Count the lines in the items below that contain the string "armoire", with case counting, and reply with only the number.

#### TASK INPUT

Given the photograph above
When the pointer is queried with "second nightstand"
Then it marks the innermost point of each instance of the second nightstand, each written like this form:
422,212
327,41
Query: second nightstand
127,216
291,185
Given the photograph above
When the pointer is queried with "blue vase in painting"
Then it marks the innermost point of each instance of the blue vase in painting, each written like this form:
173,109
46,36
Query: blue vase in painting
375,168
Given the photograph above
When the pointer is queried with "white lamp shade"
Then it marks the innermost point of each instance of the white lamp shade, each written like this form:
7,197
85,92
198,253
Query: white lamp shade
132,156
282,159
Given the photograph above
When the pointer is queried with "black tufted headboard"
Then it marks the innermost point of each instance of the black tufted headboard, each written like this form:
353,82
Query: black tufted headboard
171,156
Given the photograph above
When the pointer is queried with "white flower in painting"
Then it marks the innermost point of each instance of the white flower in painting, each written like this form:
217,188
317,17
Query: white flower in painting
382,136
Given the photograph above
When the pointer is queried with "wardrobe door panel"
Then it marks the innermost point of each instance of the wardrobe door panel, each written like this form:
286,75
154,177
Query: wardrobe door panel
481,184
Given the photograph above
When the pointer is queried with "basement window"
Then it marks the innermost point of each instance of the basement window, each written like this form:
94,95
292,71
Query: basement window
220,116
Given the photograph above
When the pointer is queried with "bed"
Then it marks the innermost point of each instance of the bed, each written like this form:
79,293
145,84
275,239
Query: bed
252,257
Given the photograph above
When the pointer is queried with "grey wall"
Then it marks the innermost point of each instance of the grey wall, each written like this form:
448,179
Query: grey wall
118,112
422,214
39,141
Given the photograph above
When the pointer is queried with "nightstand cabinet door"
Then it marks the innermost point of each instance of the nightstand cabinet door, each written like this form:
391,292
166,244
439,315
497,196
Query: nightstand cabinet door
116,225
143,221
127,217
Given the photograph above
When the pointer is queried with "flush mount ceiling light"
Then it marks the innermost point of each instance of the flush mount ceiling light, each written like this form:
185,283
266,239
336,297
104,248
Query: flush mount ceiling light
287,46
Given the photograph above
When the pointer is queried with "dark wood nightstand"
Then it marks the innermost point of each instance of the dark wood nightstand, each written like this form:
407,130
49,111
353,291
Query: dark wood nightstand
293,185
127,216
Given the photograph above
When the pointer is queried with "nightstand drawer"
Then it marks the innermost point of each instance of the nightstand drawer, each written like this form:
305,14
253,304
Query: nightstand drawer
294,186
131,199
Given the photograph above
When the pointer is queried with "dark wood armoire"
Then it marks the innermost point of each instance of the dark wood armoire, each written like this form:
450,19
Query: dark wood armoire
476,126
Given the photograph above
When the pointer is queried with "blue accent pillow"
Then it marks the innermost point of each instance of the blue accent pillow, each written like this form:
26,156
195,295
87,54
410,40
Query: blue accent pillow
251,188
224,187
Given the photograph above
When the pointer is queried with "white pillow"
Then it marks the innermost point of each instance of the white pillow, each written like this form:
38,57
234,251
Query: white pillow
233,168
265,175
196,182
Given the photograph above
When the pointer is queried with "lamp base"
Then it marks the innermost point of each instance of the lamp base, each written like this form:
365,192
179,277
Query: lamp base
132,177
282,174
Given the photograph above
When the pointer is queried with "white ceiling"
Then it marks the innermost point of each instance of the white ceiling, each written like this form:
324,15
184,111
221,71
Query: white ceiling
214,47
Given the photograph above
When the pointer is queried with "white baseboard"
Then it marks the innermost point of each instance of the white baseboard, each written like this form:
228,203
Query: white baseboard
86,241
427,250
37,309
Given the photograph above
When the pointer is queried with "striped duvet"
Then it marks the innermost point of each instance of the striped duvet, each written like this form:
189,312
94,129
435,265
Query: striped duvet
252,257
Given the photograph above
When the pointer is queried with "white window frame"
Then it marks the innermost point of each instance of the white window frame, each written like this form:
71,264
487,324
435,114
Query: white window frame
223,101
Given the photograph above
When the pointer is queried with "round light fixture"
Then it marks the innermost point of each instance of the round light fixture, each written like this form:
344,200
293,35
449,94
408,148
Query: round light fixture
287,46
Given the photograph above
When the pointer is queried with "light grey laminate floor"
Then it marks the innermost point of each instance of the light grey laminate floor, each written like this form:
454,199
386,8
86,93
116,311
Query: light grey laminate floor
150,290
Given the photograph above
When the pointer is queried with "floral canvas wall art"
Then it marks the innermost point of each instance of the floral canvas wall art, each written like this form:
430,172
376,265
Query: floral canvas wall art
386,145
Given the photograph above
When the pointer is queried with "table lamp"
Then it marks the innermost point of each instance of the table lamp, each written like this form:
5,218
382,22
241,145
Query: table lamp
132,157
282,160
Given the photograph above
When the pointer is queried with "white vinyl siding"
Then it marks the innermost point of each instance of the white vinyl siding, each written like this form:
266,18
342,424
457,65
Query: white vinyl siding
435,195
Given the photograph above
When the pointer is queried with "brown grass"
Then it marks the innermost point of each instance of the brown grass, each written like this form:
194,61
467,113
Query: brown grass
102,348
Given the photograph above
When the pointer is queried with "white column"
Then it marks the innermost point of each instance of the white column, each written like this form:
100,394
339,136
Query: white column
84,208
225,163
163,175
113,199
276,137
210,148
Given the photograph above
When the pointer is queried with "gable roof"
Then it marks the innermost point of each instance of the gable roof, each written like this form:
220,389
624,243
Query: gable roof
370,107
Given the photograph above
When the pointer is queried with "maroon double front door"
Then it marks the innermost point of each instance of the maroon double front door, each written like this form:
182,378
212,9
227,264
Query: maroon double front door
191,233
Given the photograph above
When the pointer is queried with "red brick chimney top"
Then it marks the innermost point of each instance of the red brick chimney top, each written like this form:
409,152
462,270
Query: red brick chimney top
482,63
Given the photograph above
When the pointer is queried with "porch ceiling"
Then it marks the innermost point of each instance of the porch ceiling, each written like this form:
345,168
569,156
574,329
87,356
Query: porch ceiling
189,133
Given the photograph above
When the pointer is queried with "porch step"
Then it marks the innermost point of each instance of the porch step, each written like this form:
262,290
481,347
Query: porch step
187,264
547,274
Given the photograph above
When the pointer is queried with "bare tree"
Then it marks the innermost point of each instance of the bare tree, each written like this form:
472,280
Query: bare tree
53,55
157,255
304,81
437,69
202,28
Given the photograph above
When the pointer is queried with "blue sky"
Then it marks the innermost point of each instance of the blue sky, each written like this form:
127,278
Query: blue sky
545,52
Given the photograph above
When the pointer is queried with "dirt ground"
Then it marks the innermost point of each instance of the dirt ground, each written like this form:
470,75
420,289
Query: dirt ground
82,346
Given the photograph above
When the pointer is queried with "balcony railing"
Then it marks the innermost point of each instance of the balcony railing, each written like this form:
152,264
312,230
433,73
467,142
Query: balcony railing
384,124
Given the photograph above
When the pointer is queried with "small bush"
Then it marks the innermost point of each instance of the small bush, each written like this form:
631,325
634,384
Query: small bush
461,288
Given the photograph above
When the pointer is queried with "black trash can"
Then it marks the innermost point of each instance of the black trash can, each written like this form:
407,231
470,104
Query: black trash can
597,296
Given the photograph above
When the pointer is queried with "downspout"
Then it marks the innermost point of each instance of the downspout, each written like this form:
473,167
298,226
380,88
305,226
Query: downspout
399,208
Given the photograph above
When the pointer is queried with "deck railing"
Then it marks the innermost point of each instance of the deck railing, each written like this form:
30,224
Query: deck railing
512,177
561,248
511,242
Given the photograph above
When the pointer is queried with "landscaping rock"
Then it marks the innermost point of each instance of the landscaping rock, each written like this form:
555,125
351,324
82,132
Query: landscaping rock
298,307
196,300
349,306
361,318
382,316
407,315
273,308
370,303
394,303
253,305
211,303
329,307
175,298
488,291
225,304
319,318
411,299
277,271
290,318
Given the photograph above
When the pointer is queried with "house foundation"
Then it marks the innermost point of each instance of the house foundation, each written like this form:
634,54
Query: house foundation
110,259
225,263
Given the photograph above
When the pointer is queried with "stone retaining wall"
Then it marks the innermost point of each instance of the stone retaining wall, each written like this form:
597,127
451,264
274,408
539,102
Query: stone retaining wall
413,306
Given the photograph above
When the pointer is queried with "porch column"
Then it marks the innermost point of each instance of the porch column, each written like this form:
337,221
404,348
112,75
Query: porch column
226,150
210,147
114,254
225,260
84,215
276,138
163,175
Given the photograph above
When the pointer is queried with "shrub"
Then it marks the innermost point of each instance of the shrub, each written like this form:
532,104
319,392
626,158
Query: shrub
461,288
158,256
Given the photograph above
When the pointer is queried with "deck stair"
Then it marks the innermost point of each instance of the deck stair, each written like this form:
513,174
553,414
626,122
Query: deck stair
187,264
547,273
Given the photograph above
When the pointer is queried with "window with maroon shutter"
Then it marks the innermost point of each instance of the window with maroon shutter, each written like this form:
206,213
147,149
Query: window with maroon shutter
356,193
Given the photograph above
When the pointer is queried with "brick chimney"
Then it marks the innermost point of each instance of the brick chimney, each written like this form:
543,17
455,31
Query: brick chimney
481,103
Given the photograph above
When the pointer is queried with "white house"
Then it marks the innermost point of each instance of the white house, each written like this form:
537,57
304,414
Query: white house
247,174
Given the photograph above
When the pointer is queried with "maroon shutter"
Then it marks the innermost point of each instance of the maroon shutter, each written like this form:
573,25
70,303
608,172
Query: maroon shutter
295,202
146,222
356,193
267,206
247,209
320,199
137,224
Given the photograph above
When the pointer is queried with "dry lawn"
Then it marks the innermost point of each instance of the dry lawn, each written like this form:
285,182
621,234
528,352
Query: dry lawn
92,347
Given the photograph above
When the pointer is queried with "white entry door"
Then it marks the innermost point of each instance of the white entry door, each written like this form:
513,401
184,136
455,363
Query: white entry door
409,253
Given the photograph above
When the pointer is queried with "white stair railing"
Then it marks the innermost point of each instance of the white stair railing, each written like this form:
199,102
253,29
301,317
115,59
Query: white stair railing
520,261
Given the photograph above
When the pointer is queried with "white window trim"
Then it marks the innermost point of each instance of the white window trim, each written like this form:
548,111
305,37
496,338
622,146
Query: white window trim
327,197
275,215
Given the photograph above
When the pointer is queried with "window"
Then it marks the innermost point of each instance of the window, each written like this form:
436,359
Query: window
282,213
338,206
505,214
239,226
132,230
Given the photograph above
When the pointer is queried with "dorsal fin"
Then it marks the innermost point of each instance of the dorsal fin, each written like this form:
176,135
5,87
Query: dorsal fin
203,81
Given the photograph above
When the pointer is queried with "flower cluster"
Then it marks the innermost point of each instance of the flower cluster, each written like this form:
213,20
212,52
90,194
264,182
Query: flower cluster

########

ANSWER TO THIS EXERCISE
3